◆ TEXTE À LIRE:
Oleg Orlov, célèbre militant russe des droits de l’homme, l’un des fondateurs de Memorial (lauréat du prix Nobel de la paix en 2022), est resté en Russie après le début de l’invasion à grande échelle de l’Ukraine, tout en s’opposant activement à la guerre. Depuis le mois de juin, il est jugé comme récidiviste pour la publication d’un article intitulé « Ils voulaient le fascisme, ils l’ont eu », publié en novembre 2022, sur le blog de Mediapart et sur sa page Facebook. Le 11 octobre, se tenait la 7ᵉ audience du procès intenté contre lui pour « discrédit répété » de l’armée.
« Dernier mot » d’Oleg Orlov dans son procès pour « discrédit » de l’armée russe
Par Mémorial France1https://memorial-france.org/, le 11 octobre 2023
À Moscou, lors de la 7ᵉ audience dans le procès intenté contre lui pour « discrédit répété » de l’armée, Oleg Orlov a été reconnu coupable et condamné à une amende de 150 000 roubles. Il risquait jusqu’à 3 ans de prison ferme.
Dans son « dernier mot », le défenseur des droits humains, lauréat du Prix Nobel de la Paix 2022 a déclaré qu’il ferai appel quelque soit la condamnation, car : « Car toute condamnation dans cette affaire, qu’elle soit cruelle ou légère, constituera une violation de la Constitution russe, une violation des règles de droit, une violation de mes droits. »

◆ À FAIRE:
Poursuivez le texte ci-dessus sur le procès d'Oleg Orlov à partir de sa dernière phrase.

◆ Entrées de données:
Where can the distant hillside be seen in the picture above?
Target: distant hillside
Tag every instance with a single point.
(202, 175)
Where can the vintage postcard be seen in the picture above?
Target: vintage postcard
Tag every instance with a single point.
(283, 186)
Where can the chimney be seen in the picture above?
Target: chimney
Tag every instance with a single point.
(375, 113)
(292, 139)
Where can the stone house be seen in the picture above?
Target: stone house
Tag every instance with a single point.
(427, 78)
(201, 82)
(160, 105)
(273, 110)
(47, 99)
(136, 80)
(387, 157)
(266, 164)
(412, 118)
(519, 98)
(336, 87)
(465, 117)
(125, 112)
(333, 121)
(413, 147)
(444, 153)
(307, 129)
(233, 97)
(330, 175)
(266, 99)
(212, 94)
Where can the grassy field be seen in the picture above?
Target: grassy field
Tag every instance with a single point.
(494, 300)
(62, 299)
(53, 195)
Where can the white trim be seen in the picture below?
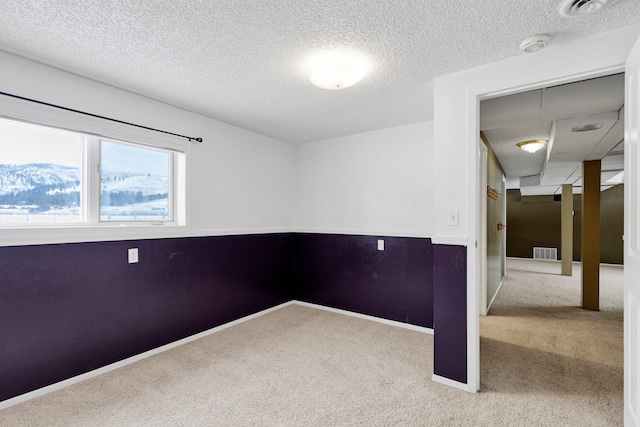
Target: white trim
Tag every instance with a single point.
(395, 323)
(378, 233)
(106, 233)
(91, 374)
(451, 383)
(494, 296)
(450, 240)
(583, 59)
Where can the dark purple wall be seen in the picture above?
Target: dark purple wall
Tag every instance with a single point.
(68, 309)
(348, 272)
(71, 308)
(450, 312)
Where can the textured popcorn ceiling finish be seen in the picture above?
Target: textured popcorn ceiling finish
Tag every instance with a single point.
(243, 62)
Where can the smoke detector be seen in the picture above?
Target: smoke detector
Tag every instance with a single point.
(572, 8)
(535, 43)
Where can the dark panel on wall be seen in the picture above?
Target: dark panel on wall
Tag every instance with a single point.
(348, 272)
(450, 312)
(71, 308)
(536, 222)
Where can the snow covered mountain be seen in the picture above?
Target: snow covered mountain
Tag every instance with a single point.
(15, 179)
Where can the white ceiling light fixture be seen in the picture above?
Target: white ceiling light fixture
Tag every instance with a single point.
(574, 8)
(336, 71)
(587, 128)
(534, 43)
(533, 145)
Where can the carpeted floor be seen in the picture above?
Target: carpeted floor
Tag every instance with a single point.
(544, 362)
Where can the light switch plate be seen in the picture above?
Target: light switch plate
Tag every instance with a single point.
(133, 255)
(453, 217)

--

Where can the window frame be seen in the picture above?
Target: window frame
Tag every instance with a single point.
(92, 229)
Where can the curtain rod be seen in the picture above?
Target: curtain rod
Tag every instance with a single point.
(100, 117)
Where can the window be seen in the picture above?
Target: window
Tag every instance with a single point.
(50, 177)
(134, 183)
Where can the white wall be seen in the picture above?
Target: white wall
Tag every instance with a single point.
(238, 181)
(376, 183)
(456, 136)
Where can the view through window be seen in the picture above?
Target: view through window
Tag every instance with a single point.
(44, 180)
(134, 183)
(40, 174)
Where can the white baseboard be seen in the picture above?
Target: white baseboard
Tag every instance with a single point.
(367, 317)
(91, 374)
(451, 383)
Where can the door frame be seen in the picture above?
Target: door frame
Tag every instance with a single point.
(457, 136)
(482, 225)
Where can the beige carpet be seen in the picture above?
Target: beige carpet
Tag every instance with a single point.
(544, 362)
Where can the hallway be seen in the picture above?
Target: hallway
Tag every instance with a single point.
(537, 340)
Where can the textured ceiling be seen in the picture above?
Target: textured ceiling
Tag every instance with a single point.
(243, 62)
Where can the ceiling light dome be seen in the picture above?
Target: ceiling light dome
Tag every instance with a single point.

◆ RÉPONSE:
Voici l’intégralité de son « dernier mot » avant le retrait de la cour pour délibération :
Pour commencer, je voudrais rappeler qu’un grand nombre de mes compagnons ont été punis très sévèrement condamnés à de nombreuses années d’emprisonnement pour s’être exprimés, pour avoir protesté pacifiquement, pour avoir dit la vérité.
Souvenons-nous d’Alexeï Gorinov et de Vladimir Kara-Murza, qui sont actuellement tués à petit feu, placés dans des cellules disciplinaires. Souvenons-nous d’Alexandra Skochilenko, dont la santé est délibérément mise à mal dans un centre de détention. Souvenons-nous d’Igor Baryshnikov, gravement malade, à qui le tribunal a refusé d’assister sous escorte aux funérailles de sa mère, et qui est maintenant lui-même privé de soins médicaux. Souvenons-nous de Dmitri Ivanov, d’Ilya Yashin, de tous ceux qui ont été condamnés à de longues années de captivité pour avoir protesté contre la guerre.
Dans ce contexte, la peine requise par l’accusation à mon encontre semble extrêmement clémente. Il semblerait, après tout, que payer un si petit prix pour avoir exprimé une position que je crois vraie n’est pas cher payé. Mais non. En cas de condamnation, nous ferons appel. Car toute condamnation dans cette affaire, qu’elle soit cruelle ou légère, constituera une violation de la Constitution russe, une violation des règles de droit, une violation de mes droits.
Je n’ai aucun remords !
Je ne me repens pas d’avoir fait des piquets anti-guerre, ni d’avoir écrit l’article pour lequel je suis en procès. Ma vie passée ne m’a pas laissé d’autre choix. Je ne peux que me rappeler la devise préférée de mon mentor, le grand défenseur des droits de l’homme Sergueï Adamovitch Kovalev, une devise formulée par les penseurs romains : « Fais ce que tu dois et advienne que pourra ».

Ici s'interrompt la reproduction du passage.